▶ Text passage
════════════════

DOSE RANGE-FINDING STUDIES

In preclinical research, a dose range finding study determines the ideal dosage range to be used to conduct the definitive GLP IND-enabling studies, and further safety and efficacy tests of a novel therapy.

The following are the main results of a dose range finding study: 

1. Determining the Minimum Effective Dose (MED)―the lowest dosage required to achieve the intended therapeutic outcome. 
2. Finding the Maximum Tolerated Dose (MTD)―the maximum dosage that can be given without having a significant negative impact or causing toxicity. 
3.  Identifying the Dose-Response Relationship―determining a therapeutic window by comprehending how various dosages impact the biological response. 
4. Providing a Safety Profile―preliminary information about possible toxicities or adverse effects at different dosage levels. 
5. Guiding Future Research―information to aid in planning upcoming clinical, pharmacokinetic, and pharmacodynamic investigations.

The following procedures are commonly involved in the conduct of a dose range finding study:

1. Study design and dose selection to find safe and effective doses by examining a wide range. 
2. Dosage administration through the appropriate routes of administration (oral, intravenous, subcutaneous, dermal, inhalation, etc.) 
3. Toxicity and efficacy monitoring to identify side effects and therapeutic reactions. 
4. Pharmacokinetic (PK) and pharmacodynamic (PD) evaluations to assess the ADME of the drug substance as well as its impact on biological processes, linking dosage levels to therapeutic outcomes. 
5. Data analysis to ascertain dose-response relationship, maximum tolerated dosage (MTD), and minimal effective dose (MED). This aids in defining the range of safe and efficient dosages for further research.

════════════════

▶ Record extracts
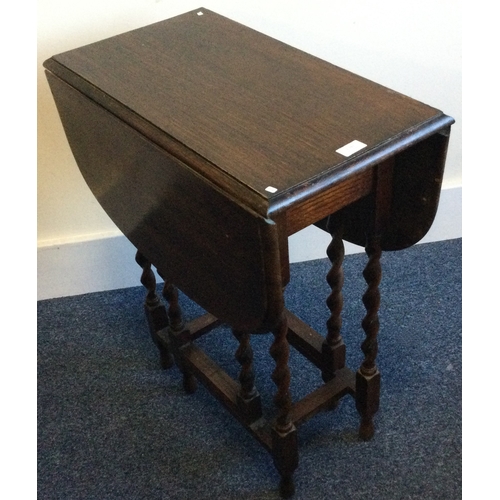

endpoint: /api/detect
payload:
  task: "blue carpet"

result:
[38,239,462,500]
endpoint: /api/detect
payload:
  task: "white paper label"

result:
[336,140,366,156]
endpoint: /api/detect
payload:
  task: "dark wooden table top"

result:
[44,9,450,217]
[44,9,453,330]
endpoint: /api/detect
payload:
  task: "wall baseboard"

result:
[37,186,462,300]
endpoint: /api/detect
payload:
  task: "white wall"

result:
[37,0,462,297]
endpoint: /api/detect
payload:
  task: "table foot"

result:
[135,252,174,369]
[321,218,345,382]
[272,425,299,498]
[280,476,295,498]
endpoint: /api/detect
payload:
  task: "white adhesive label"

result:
[336,140,366,156]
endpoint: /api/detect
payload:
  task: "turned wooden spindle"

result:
[162,283,184,332]
[361,237,382,375]
[162,281,198,394]
[269,315,299,498]
[356,235,382,440]
[269,317,292,432]
[135,252,160,308]
[233,330,262,422]
[322,219,345,382]
[135,252,174,369]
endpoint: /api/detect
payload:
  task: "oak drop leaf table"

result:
[44,9,453,497]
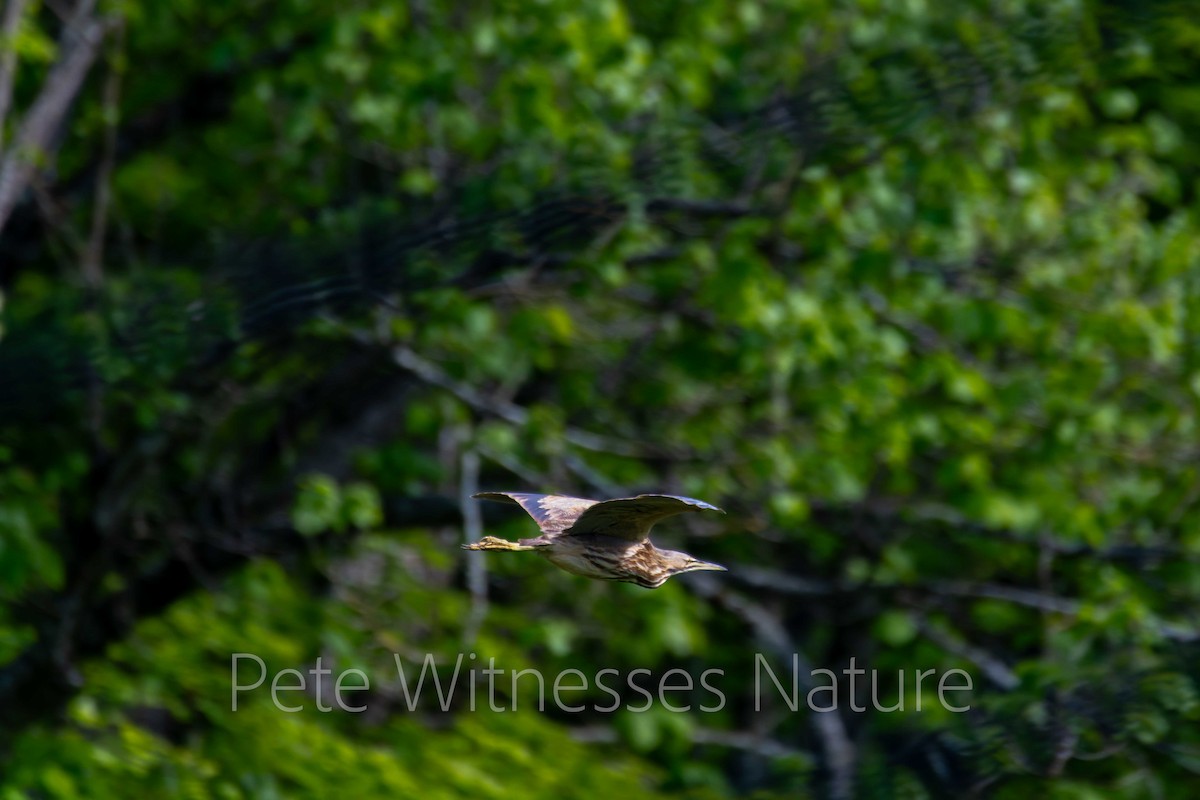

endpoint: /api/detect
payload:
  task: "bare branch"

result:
[917,616,1021,692]
[0,0,25,154]
[391,347,647,458]
[83,19,125,289]
[458,447,487,645]
[0,0,112,230]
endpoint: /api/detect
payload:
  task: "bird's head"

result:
[638,549,728,588]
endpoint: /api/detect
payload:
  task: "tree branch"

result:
[0,0,112,231]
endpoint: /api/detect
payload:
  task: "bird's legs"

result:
[462,536,538,551]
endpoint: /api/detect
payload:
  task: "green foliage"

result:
[0,0,1200,798]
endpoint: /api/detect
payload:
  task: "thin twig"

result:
[391,347,648,458]
[458,447,487,646]
[83,18,125,289]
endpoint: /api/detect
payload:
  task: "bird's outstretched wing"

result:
[472,492,596,534]
[561,494,725,542]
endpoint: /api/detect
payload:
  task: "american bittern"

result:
[463,492,725,589]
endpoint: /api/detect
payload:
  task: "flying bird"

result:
[463,492,725,589]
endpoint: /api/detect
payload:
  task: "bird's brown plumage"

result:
[463,492,725,589]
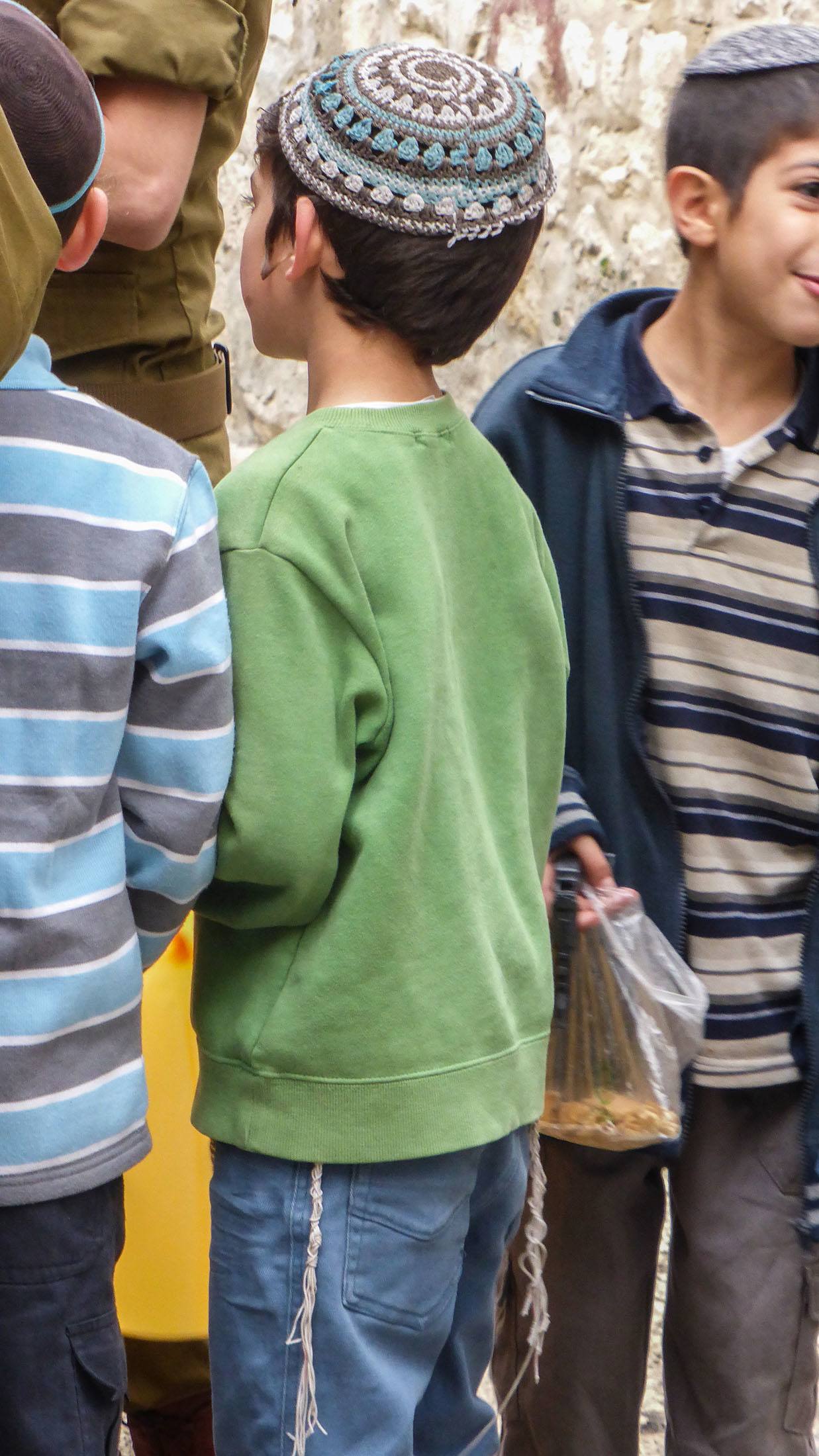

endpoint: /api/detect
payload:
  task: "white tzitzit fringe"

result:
[517,1122,550,1382]
[287,1163,326,1456]
[461,1122,550,1456]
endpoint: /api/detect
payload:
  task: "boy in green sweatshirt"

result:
[194,46,567,1456]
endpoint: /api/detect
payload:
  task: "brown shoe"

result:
[128,1390,216,1456]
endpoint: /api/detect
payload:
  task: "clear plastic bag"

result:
[539,862,708,1150]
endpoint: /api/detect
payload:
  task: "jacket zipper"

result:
[526,388,691,1143]
[796,505,819,1239]
[526,388,688,958]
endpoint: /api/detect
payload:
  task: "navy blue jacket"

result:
[475,289,819,1242]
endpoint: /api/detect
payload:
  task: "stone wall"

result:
[217,0,816,453]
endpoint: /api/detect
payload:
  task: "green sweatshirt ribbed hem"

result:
[194,1036,548,1163]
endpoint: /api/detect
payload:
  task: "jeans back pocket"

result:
[342,1148,481,1331]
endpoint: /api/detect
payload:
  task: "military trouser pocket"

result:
[785,1253,819,1441]
[66,1309,126,1456]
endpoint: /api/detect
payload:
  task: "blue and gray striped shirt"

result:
[0,338,233,1204]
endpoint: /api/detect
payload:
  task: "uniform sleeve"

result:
[0,111,61,377]
[57,0,248,102]
[117,461,233,966]
[197,547,389,929]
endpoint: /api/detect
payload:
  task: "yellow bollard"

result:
[115,916,211,1341]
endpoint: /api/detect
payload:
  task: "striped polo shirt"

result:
[0,340,233,1204]
[625,301,819,1087]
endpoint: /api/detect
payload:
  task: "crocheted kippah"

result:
[280,45,554,240]
[683,24,819,80]
[0,0,105,217]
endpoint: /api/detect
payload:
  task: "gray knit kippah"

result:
[683,24,819,80]
[280,45,554,240]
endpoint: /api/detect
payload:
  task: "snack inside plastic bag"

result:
[539,860,708,1150]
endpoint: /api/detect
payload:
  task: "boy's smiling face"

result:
[714,134,819,348]
[239,166,305,358]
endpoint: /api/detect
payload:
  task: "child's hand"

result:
[544,835,640,931]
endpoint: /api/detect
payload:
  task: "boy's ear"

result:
[666,167,730,248]
[284,197,342,283]
[57,187,108,272]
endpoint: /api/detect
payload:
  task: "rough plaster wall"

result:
[217,0,816,453]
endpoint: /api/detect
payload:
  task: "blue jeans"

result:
[210,1128,528,1456]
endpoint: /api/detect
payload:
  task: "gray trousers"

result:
[493,1086,819,1456]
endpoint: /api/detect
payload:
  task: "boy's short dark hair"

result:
[666,66,819,212]
[256,102,544,364]
[0,3,103,242]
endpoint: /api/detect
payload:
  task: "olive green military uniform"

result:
[0,111,61,377]
[24,0,271,482]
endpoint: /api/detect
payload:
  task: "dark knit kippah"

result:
[280,45,554,239]
[0,0,105,217]
[683,24,819,80]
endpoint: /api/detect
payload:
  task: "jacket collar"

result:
[529,289,673,424]
[528,289,819,449]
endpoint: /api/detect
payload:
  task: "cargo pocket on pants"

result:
[785,1255,819,1440]
[66,1309,126,1456]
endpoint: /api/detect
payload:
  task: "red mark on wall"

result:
[487,0,568,105]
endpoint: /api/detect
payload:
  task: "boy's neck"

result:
[301,314,440,414]
[643,267,798,445]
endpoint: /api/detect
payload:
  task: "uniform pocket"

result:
[785,1255,819,1441]
[66,1309,126,1456]
[342,1149,481,1331]
[36,269,138,359]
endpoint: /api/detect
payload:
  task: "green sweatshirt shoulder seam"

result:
[220,543,393,747]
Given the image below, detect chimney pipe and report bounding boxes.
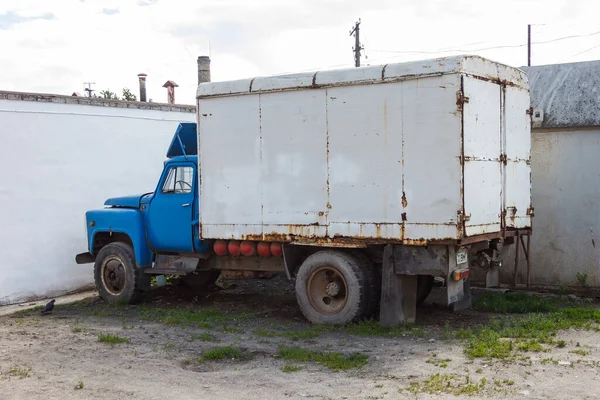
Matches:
[198,56,210,84]
[138,74,148,101]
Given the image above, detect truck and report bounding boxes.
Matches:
[76,55,533,326]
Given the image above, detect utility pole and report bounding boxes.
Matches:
[83,82,96,97]
[350,18,364,67]
[527,25,531,67]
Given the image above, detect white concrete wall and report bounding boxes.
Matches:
[502,128,600,288]
[0,99,195,305]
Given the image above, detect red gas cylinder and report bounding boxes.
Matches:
[213,240,227,256]
[227,240,240,256]
[240,240,256,256]
[271,242,283,257]
[256,242,271,257]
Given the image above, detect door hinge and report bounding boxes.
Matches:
[456,90,469,110]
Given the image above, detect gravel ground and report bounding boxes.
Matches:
[0,277,600,400]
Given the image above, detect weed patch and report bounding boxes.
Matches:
[457,308,600,361]
[279,346,369,371]
[281,365,302,373]
[400,373,487,396]
[98,333,129,345]
[13,306,44,317]
[140,308,247,328]
[426,355,452,368]
[473,292,570,314]
[8,367,31,379]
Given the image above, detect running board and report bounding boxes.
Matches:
[144,254,200,275]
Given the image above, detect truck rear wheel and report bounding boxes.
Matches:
[296,250,372,325]
[94,242,140,304]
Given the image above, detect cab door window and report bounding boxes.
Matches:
[162,166,194,194]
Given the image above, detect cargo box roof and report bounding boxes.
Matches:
[197,55,529,98]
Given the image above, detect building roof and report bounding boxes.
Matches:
[196,55,529,98]
[0,90,196,113]
[521,61,600,128]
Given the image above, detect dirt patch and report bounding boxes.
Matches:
[0,277,600,400]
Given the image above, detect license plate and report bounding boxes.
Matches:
[456,247,468,265]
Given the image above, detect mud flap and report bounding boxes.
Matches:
[379,245,417,327]
[446,246,471,305]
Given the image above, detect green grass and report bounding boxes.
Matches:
[569,349,590,357]
[98,333,129,345]
[184,346,254,364]
[191,332,221,342]
[457,308,600,361]
[426,355,452,368]
[281,364,302,373]
[279,346,369,371]
[223,325,244,333]
[254,329,281,337]
[8,367,31,379]
[400,373,487,396]
[140,308,247,328]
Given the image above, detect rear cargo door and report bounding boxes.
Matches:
[463,76,503,236]
[504,86,531,228]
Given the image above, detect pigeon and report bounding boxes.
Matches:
[42,300,56,315]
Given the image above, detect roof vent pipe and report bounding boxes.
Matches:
[198,56,210,84]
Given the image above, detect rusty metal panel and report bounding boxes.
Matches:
[198,96,262,238]
[327,83,404,233]
[401,74,462,240]
[504,87,532,228]
[463,77,503,236]
[260,89,329,236]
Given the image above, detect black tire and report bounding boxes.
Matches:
[94,242,143,304]
[417,275,434,304]
[296,250,372,325]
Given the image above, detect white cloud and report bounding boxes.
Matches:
[0,0,600,103]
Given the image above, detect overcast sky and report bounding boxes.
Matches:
[0,0,600,104]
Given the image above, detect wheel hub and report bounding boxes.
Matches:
[326,282,340,297]
[306,266,348,315]
[102,258,127,295]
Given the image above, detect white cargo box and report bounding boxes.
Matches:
[197,56,531,244]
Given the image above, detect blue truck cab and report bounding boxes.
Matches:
[76,123,212,303]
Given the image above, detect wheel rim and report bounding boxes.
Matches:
[306,266,348,315]
[102,257,127,295]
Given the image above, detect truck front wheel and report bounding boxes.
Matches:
[94,242,140,304]
[296,250,374,325]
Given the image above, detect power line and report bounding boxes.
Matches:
[350,18,363,67]
[560,44,600,62]
[369,31,600,54]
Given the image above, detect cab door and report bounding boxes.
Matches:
[146,162,196,253]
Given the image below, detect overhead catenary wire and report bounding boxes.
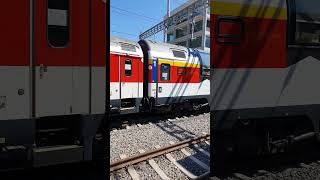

════════════════

▶ Tasks for this exercise
1. Answer these from the dose range-finding text:
(a) How does the text define the Minimum Effective Dose?
(b) Which routes of administration does it list?
(c) What do the PK and PD evaluations assess?
2. Please retype everything in the dose range-finding text from "The following are" down to "intended therapeutic outcome.".
The data are drawn from a different source.

▶ Answers to the exercises
1.
(a) The lowest dosage required to achieve the intended therapeutic outcome.
(b) Oral, intravenous, subcutaneous, dermal, inhalation, etc.
(c) The ADME of the drug substance and its impact on biological processes.

2.
The following are the main results of a dose range finding study: 

1. Determining the Minimum Effective Dose (MED)―the lowest dosage required to achieve the intended therapeutic outcome.